> [SOURCE]:
-*-*-
Chief Scientist

Dong-Lin Li

Plan

In order to achieve real-time underwater data transmission, we conduct research and development on three important issues.
(A) Building an Effective Sonar Transmission System.
(B) Enhancing channel transmission capacity through encoding.
(C) Increase the battery discharge at low temperature effectiveness.

(A) Building an Effective Sonar Transmission System

Considering the characteristics of the marine environment and acoustic transmission in the surrounding waters of Taiwan, in this project, we aim to develop an autonomous underwater acoustic communication sonar system, which includes an electronic system, a pressure-resistant watertight capsule, and a fixed outer frame. The watertight capsule contains a power supply module, core control module, and signal amplification and conversion module for the entire system. The outer part of the watertight capsule is connected to a high-power intermediate frequency (IF) sound probe and microphone with a pressure-resistant watertight connector. The core control module is used for controlling the generation, transmission, reception, demodulation, and storage of signals in underwater communication. Fig. 1 shows an exploded-view drawing of the internal structure of the watertight capsule of the sonar system. The interior of the capsule consists of a core control module, digital amplifier, lithium battery, transformer circuit, and power management module. When the system is in operation, it is difficult to dissipate heat in the watertight capsule, and all the circuits in the capsule are thermally conductive. Metal has better thermal conductivity than gas. Hence, the excess heat generated by the system is diverted from the metal heat conductor to the end caps of the watertight capsule to prevent the system from overheating.

Fig. 2 presents the schematic diagram of the designed underwater sonar system. The transmitter comprises the data to be transmitted, source encoding, channel encoding, and a modulator. The transmitter will be programmed in Python by considering the relatively low requirements for data transmission speed underwater and characteristics of long-distance communication. The required hardware includes a single-board computer, an analog-to-digital converter (ADC), and a digital-to-analog converter (DAC) to drive the sonar transmitter and receive data from the hydrophone.
-*-*-
> [ENTRIES SHOWN]:
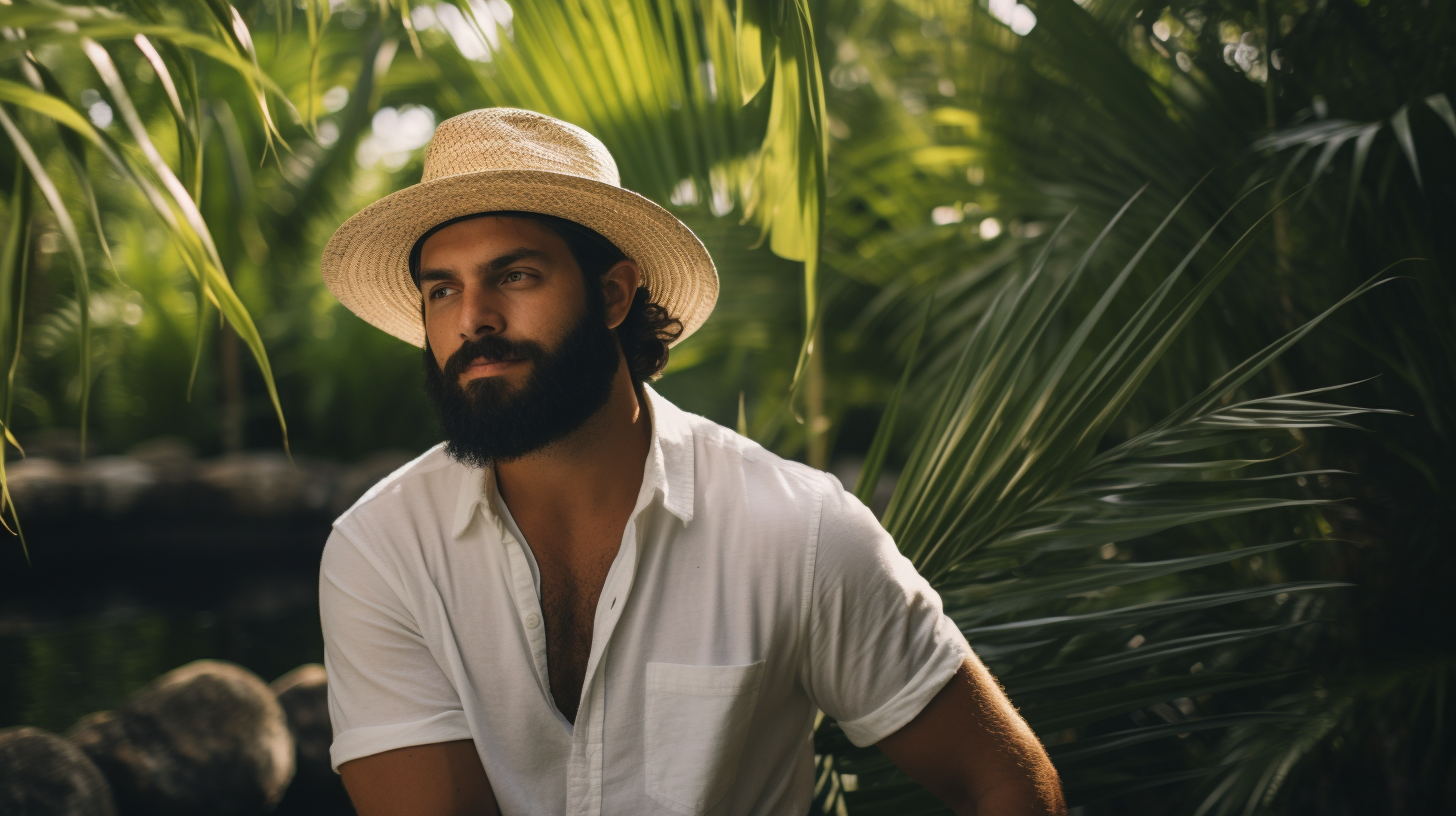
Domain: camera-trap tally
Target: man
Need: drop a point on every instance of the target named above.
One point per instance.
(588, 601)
-*-*-
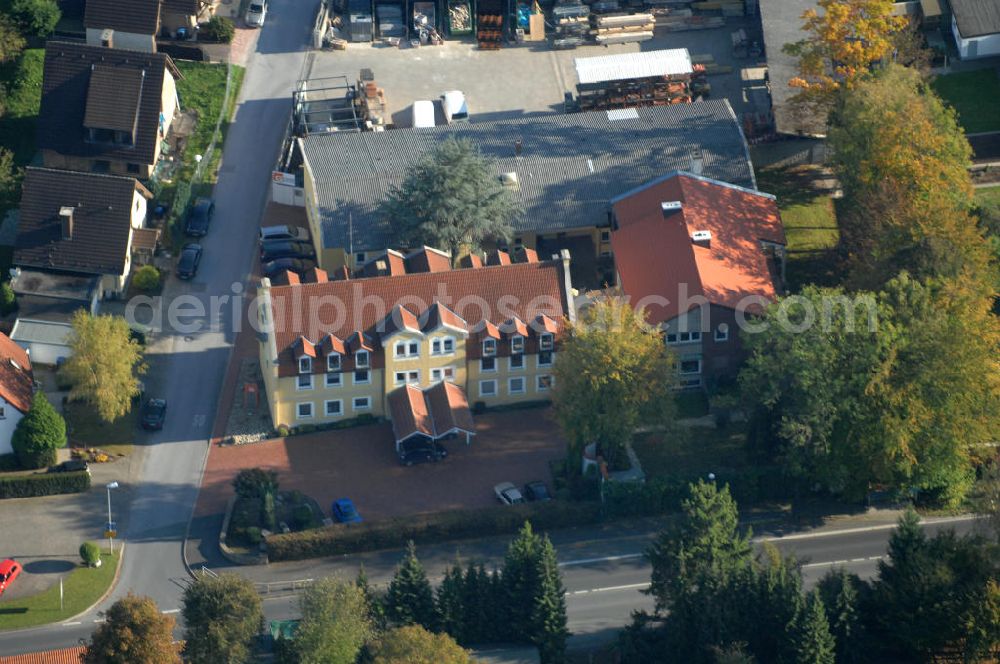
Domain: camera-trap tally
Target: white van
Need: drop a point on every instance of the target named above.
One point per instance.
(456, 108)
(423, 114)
-*-*-
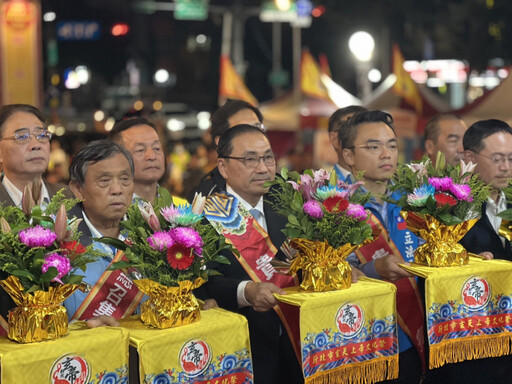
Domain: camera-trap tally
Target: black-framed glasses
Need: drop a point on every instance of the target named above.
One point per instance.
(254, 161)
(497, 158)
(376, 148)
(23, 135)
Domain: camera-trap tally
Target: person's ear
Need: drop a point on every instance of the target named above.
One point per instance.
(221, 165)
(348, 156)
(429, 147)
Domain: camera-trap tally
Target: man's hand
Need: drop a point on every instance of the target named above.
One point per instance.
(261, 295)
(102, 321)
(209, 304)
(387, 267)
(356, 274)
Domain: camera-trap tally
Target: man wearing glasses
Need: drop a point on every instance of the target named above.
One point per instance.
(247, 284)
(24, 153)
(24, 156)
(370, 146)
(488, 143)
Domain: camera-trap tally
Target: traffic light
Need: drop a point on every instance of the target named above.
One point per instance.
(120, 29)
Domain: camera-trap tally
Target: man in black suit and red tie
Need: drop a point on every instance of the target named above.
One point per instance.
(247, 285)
-*-*-
> [EXERCISE 1]:
In the underwater data transmission plan, what parts make up the transmitter? List each one.
> [EXERCISE 2]:
Continue the underwater data transmission plan from its last sentence.

> [FINAL RESULT 1]:
- The data to be transmitted
- Source encoding
- Channel encoding
- A modulator

> [FINAL RESULT 2]:
The receiver involves signal reconstruction, a demodulator, channel decoding, source decoding, and data recovery. Similar to the transmitter, the entire demodulation module of the receiver is also written in Python, thereby archiving the functions of the transmitter and receiver. The demodulation is performed by a single-board computer with ADC and DAC chips as opposed to via hardware implementation. Real-time changes to the parameters of the receiver and changes to the modulation method can be performed via programming. Hence, data can be sent and received via the underwater channel.

The design for the second year requires transmission over longer distances and to a depth of 200 m on the seabed. Hence, we use an adaptive filter to restore the signal after waveform reconstruction to reduce the issues associated with multipath propagation.

The Year-3 design continues the first year’s design, but the aim is to realize signal transmission over longer distances. Hence, the adaptive filter at the receiver side is replaced by an equalizer to compensate for the signal fading caused during transmission to reduce the signal distortion due to long-distance transmission.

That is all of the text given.